Given exercise
Rewrite all the records below as a numbered list with one line per item, skipping blank lines and leaving the pictures out.

--- Start of Data for processing ---

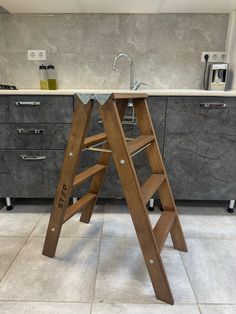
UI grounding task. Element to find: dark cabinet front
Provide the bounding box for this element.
[164,97,236,200]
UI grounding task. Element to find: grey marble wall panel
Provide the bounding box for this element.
[0,14,228,88]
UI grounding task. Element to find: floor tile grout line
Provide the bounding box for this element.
[178,248,201,304]
[90,205,105,314]
[0,209,46,283]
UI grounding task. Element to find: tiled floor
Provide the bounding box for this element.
[0,200,236,314]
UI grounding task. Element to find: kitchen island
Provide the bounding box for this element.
[0,89,236,200]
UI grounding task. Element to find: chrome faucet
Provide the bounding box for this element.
[112,53,134,89]
[112,52,148,90]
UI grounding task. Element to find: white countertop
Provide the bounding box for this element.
[0,89,236,97]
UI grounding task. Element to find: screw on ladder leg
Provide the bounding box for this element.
[227,200,235,214]
[6,197,13,210]
[148,198,154,212]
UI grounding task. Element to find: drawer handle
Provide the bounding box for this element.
[20,155,46,160]
[201,103,227,109]
[17,129,43,134]
[16,101,40,107]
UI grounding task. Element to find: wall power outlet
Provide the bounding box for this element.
[201,51,227,62]
[27,50,47,61]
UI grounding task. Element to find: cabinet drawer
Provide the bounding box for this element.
[0,123,70,149]
[164,97,236,200]
[166,97,236,133]
[9,96,73,123]
[0,96,9,122]
[0,150,64,197]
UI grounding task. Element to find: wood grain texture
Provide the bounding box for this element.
[127,135,155,155]
[64,193,96,223]
[153,211,176,251]
[141,174,165,204]
[43,96,92,257]
[73,164,106,188]
[134,99,187,252]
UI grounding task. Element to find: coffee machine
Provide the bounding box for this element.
[208,63,229,91]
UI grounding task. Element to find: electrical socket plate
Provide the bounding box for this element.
[201,51,227,62]
[27,50,47,61]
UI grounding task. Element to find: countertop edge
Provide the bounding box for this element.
[0,89,236,97]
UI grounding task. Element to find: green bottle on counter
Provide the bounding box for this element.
[47,64,57,90]
[39,64,48,89]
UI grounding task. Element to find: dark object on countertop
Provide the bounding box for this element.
[0,84,17,90]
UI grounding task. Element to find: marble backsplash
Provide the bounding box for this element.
[0,14,229,89]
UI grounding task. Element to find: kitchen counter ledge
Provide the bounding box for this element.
[0,89,236,97]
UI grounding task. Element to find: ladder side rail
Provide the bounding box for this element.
[80,99,128,223]
[99,98,174,304]
[43,95,93,257]
[134,99,187,252]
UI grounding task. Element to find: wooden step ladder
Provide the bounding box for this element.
[43,92,187,304]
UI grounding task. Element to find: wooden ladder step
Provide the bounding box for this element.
[141,174,165,204]
[84,133,107,147]
[153,211,176,251]
[73,164,106,188]
[127,135,155,155]
[64,193,97,223]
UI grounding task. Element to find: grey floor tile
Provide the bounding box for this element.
[32,205,104,238]
[199,304,236,314]
[0,204,49,236]
[0,301,91,314]
[95,238,196,303]
[0,237,99,302]
[103,204,160,237]
[178,206,236,239]
[0,237,26,280]
[92,303,200,314]
[181,239,236,303]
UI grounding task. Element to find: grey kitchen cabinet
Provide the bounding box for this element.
[164,97,236,200]
[0,95,73,197]
[0,95,166,198]
[0,150,64,198]
[0,96,9,123]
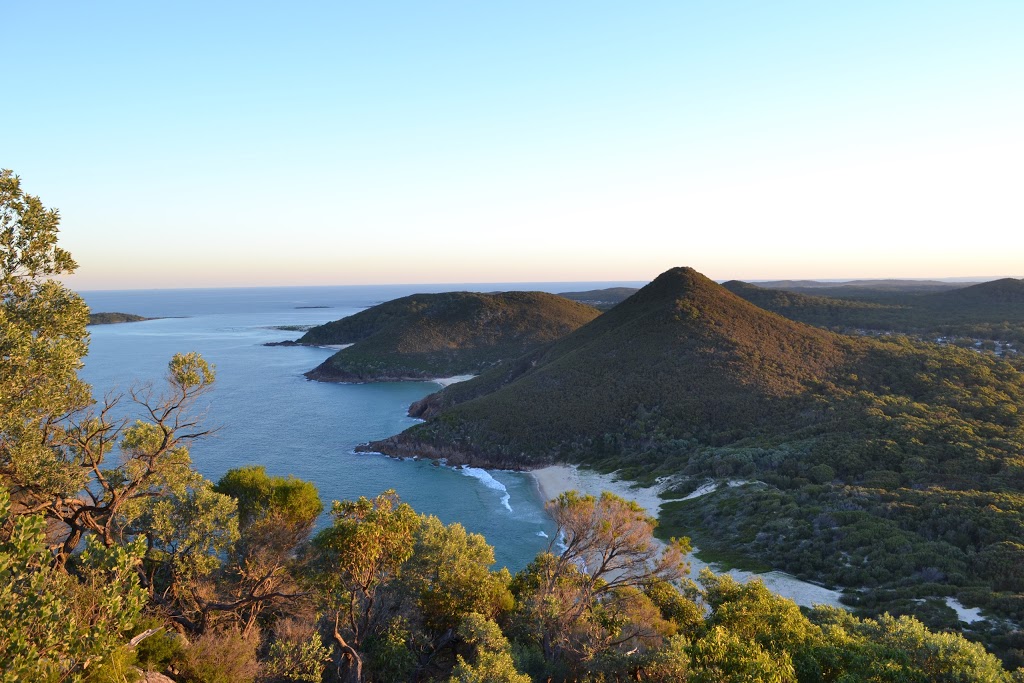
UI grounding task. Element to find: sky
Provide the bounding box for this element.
[8,0,1024,290]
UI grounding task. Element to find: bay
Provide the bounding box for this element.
[81,283,635,571]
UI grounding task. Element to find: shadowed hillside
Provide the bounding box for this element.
[724,278,1024,341]
[298,292,600,382]
[367,268,1024,638]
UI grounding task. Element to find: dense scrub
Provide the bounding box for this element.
[723,278,1024,342]
[372,269,1024,660]
[298,292,599,382]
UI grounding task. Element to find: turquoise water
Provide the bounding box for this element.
[82,283,634,571]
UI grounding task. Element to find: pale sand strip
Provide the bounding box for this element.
[429,375,476,387]
[529,465,843,607]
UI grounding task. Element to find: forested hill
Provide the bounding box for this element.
[558,287,637,310]
[723,278,1024,341]
[299,292,600,382]
[368,268,1024,661]
[376,268,858,466]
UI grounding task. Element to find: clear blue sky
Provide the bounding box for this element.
[8,0,1024,289]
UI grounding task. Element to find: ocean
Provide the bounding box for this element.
[81,283,637,571]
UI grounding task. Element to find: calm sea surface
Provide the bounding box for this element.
[82,283,636,571]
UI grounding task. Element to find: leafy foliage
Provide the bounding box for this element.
[0,490,146,681]
[369,268,1024,661]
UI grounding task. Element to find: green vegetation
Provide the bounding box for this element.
[370,269,1024,664]
[723,278,1024,342]
[298,292,599,382]
[88,313,153,325]
[6,172,1022,683]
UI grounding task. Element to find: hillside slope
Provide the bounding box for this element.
[298,292,600,382]
[723,278,1024,341]
[368,268,1024,637]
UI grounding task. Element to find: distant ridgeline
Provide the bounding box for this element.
[370,268,1024,656]
[724,278,1024,342]
[89,313,154,325]
[297,292,600,382]
[558,287,638,310]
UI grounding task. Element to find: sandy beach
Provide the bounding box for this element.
[529,465,843,607]
[430,375,476,387]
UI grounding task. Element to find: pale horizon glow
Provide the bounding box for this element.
[6,0,1024,291]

--- End of Data for processing ---

Task solution
1. UI grounding task. Element to find: dark cabinet front
2. Provide the bounding box for this element.
3. [164,97,236,200]
4. UI grounding task. Element to find: grey marble wall panel
5. Provide the bounding box for this element.
6. [0,14,228,88]
7. UI grounding task. Element to find: floor tile grout line
8. Provide the bounding box for this element.
9. [178,248,201,304]
10. [90,205,105,314]
11. [0,209,46,283]
12. UI grounding task. Element to find: tiled floor
13. Provide the bounding box for this element.
14. [0,200,236,314]
15. UI grounding task. Element to find: kitchen island
16. Provide the bounding box for this element.
17. [0,89,236,200]
18. UI grounding task. Element to find: chrome faucet
19. Provide the bounding box for this element.
20. [112,53,134,89]
21. [112,52,148,90]
22. UI grounding task. Element to find: white countertop
23. Provide the bounding box for this element.
24. [0,89,236,97]
25. UI grounding task. Element to find: screw on ladder leg
26. Provide the bounding box for this element.
27. [227,200,235,214]
28. [6,197,13,210]
29. [148,198,154,212]
30. UI grounding task. Element to find: drawer handle
31. Provide the bounding box for this element.
32. [20,155,46,160]
33. [201,103,227,109]
34. [17,129,43,134]
35. [16,101,40,107]
36. UI grounding task. Element to find: wall power outlet
37. Provide the bounding box for this element.
38. [201,51,227,62]
39. [27,50,47,61]
40. UI grounding task. Element to find: cabinet drawer
41. Provide the bounding box for this element.
42. [0,123,70,149]
43. [164,97,236,200]
44. [166,97,236,133]
45. [9,96,73,123]
46. [0,96,9,122]
47. [0,150,64,197]
48. UI grounding task. Element to find: wood grain texture
49. Provide the bounding box for this element.
50. [127,135,155,155]
51. [64,193,96,223]
52. [153,211,176,251]
53. [141,174,165,204]
54. [43,96,92,257]
55. [73,164,106,188]
56. [134,99,187,252]
57. UI grounding task. Element to find: coffee machine
58. Provide the bounding box for this element.
59. [208,63,229,91]
60. UI grounding task. Element to find: electrical socket plate
61. Provide the bounding box for this element.
62. [201,51,227,62]
63. [27,50,47,61]
64. UI grounding task. Element to find: countertop edge
65. Provide the bounding box for this element.
66. [0,89,236,97]
67. UI grounding task. Element to find: green bottle on counter
68. Provide the bounding box for this element.
69. [47,64,57,90]
70. [39,64,48,89]
71. UI grounding task. Element to find: dark object on countertop
72. Provide the bounding box for this element.
73. [0,84,17,90]
74. UI grounding task. Element to find: marble backsplash
75. Provide the bounding box for this element.
76. [0,14,229,89]
77. UI grounding task. Element to find: kitchen counter ledge
78. Provide the bounding box for this element.
79. [0,89,236,97]
80. UI grounding task. Element to find: ladder side rail
81. Provide the bounding box for this element.
82. [80,99,128,223]
83. [99,98,174,304]
84. [43,95,93,257]
85. [134,99,187,252]
86. UI grounding task. Element to find: wooden step ladder
87. Provide the bounding box for this element.
88. [43,92,187,304]
89. UI grounding task. Element to find: wooden ladder step
90. Provide the bounding box for this element.
91. [141,174,165,204]
92. [84,133,107,147]
93. [153,211,176,251]
94. [73,164,106,188]
95. [127,135,155,155]
96. [64,193,97,223]
97. UI grounding task. Element to find: grey floor tile
98. Provide the bounding box for this element.
99. [32,205,104,238]
100. [199,304,236,314]
101. [0,204,49,236]
102. [0,301,91,314]
103. [95,238,196,303]
104. [0,237,99,302]
105. [103,204,160,237]
106. [178,206,236,239]
107. [0,237,26,280]
108. [92,303,200,314]
109. [181,239,236,303]
110. UI grounding task. Element to find: grey kitchen cabinet
111. Provide the bounding box for this element.
112. [164,97,236,200]
113. [0,95,73,197]
114. [0,95,166,198]
115. [0,150,64,198]
116. [0,96,9,123]
117. UI grounding task. Element to find: sky
118. Provide the bounding box for this element.
119. [8,0,1024,290]
120. UI grounding task. Element to find: bay
121. Provide the bounding box for this element.
122. [81,283,635,571]
123. UI grounding task. Element to find: shadowed hillside
124. Provide the bounding box for this element.
125. [724,278,1024,341]
126. [298,292,600,382]
127. [367,268,1024,638]
128. UI grounding task. Element to find: dense scrub
129. Provide the bounding box for this element.
130. [723,278,1024,342]
131. [372,269,1024,660]
132. [298,292,599,382]
133. UI grounding task. Element to find: turquoise water
134. Provide the bounding box for this element.
135. [82,283,634,571]
136. UI grounding task. Element to find: pale sand strip
137. Provide the bounding box for this element.
138. [429,375,476,387]
139. [529,465,843,607]
140. UI grounding task. Element to find: forested hill
141. Provide the bounding box for this element.
142. [558,287,637,310]
143. [723,278,1024,341]
144. [299,292,600,382]
145. [368,268,1024,661]
146. [376,268,858,466]
147. UI grounding task. Element to find: clear blue sky
148. Provide the bounding box for this element.
149. [8,0,1024,289]
150. UI grounding task. Element to find: ocean
151. Provide the bounding box for this element.
152. [81,283,637,571]
153. UI grounding task. Element to find: calm sea surface
154. Provide the bounding box for this element.
155. [82,283,636,571]
156. UI grounding task. Element to find: leafy foliage
157. Provide the bounding box for this element.
158. [0,490,146,681]
159. [369,268,1024,661]
160. UI grounding task. Element to find: green vegetation
161. Provide the bounding box for this element.
162. [370,269,1024,664]
163. [723,278,1024,342]
164. [298,292,599,382]
165. [88,313,153,325]
166. [6,172,1022,683]
167. UI grounding task. Element to find: hillside slope
168. Provide the bounding box for this element.
169. [298,292,600,382]
170. [723,278,1024,341]
171. [368,268,1024,637]
172. UI grounding task. Element to find: distant ridgeline
173. Provide the bounding box for this element.
174. [370,268,1024,656]
175. [724,278,1024,342]
176. [89,313,154,325]
177. [297,292,600,382]
178. [558,287,638,310]
179. UI grounding task. Element to find: sandy beach
180. Provide the bounding box for this element.
181. [529,465,843,607]
182. [430,375,476,387]
183. UI grounding task. Element to find: pale horizon glow
184. Provide the bounding box for this element.
185. [6,0,1024,291]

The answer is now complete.